------ INPUT FOR THIS TASK ------

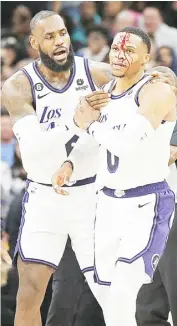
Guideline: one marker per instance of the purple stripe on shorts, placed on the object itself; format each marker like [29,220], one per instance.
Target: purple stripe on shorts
[97,279]
[137,192]
[32,87]
[164,208]
[87,269]
[87,70]
[53,89]
[18,248]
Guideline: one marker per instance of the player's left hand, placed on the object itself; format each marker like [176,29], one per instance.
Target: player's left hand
[61,177]
[173,155]
[98,99]
[6,263]
[164,77]
[85,114]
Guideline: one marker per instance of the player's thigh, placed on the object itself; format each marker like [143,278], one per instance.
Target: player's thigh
[32,287]
[121,301]
[107,238]
[42,235]
[145,230]
[82,227]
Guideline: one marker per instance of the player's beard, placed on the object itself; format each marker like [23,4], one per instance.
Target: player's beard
[55,66]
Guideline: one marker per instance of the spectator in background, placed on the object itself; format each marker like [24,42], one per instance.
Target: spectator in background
[7,139]
[154,25]
[18,173]
[11,54]
[86,19]
[111,10]
[171,14]
[123,19]
[6,181]
[98,48]
[21,18]
[167,57]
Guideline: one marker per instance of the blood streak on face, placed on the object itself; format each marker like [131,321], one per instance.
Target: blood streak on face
[123,40]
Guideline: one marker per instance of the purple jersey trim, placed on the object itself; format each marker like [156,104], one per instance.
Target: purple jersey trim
[32,87]
[53,89]
[89,77]
[114,97]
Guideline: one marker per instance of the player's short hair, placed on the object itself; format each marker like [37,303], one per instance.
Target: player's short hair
[40,16]
[140,33]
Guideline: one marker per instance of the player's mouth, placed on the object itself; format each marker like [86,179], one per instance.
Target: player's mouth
[60,54]
[118,65]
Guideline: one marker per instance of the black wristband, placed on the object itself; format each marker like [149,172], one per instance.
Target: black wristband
[68,161]
[87,130]
[75,123]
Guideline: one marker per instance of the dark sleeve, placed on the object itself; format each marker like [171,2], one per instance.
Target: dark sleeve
[173,141]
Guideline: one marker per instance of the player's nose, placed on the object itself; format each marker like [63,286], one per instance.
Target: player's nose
[59,40]
[120,54]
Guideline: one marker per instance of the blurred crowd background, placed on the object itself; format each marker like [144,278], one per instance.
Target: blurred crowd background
[92,26]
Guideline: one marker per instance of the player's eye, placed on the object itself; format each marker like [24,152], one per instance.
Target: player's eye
[63,33]
[48,37]
[129,51]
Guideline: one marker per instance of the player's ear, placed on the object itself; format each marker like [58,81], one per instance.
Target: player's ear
[146,58]
[33,42]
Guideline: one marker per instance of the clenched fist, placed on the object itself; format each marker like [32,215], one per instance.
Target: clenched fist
[61,177]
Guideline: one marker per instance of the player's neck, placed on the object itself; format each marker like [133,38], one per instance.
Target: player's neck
[52,76]
[125,83]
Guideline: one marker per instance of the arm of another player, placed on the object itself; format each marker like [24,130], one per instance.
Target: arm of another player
[153,109]
[173,146]
[33,142]
[101,74]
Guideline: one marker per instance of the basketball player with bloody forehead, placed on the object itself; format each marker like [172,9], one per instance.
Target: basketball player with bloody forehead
[41,99]
[135,205]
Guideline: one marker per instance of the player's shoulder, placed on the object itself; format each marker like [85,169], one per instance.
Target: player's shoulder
[156,88]
[100,72]
[17,82]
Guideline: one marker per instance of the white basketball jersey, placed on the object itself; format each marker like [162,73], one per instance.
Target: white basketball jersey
[149,164]
[55,107]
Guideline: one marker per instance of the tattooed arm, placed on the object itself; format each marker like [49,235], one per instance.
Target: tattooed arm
[33,142]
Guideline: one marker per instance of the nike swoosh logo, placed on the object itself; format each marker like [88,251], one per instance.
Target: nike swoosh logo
[139,206]
[41,96]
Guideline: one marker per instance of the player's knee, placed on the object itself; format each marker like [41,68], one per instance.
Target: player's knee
[32,286]
[29,292]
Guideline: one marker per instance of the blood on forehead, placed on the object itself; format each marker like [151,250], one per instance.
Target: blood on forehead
[123,39]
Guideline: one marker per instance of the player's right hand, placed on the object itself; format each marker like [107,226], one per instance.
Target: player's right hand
[61,177]
[98,99]
[6,263]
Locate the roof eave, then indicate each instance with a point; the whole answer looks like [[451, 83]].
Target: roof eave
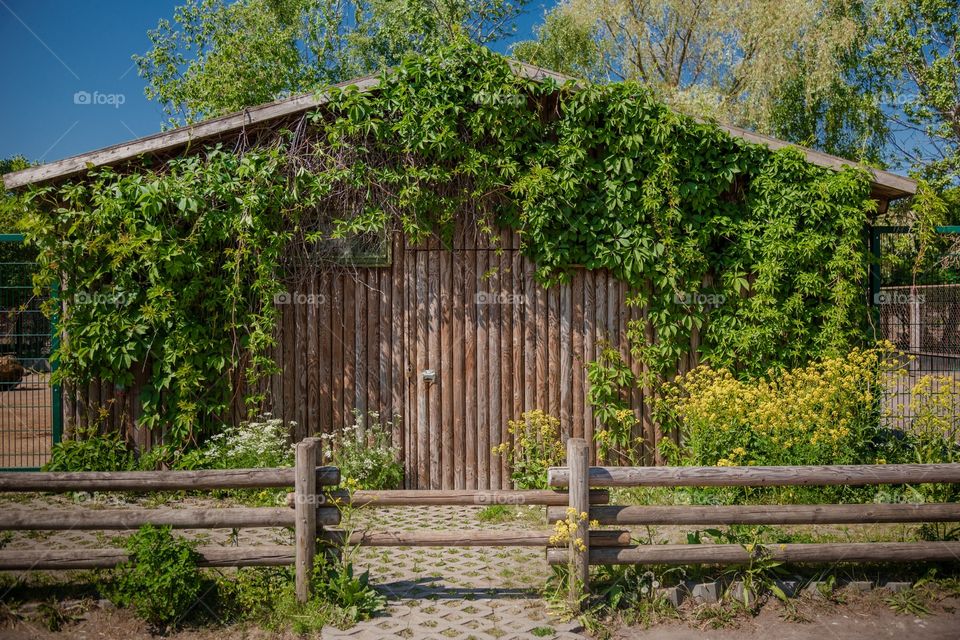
[[886, 185]]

------

# WORK TO COMPLETE:
Please repeat the entries from the line containing "Guideline: one marker per instance of the player's knee, placed" through the end of the entries, both ends included, and shift every coordinate in the answers up by 49 while leaving the guidelines and their sample markers as they are. Leave the pictures out of your reply.

# EXERCISE RESPONSE:
Guideline: one marker per instance of the player's knee, placed on the object itself; format each marker like [41,68], one per instance.
Target: player's knee
[81,335]
[78,341]
Guideline: one marker per instance of the blood on forehead, placed on the object itself; format each marker like [151,250], one per instance.
Target: blood on forehead
[172,88]
Guideline: one marker per instance of the player's right hand, placed on the object itself; format each marker like [107,226], one per instance.
Target: player's right hand
[110,226]
[147,148]
[55,312]
Locate the roof eave, then indicate each instance with a point; the whole answer looks like [[451, 83]].
Target: roof eave
[[935, 234]]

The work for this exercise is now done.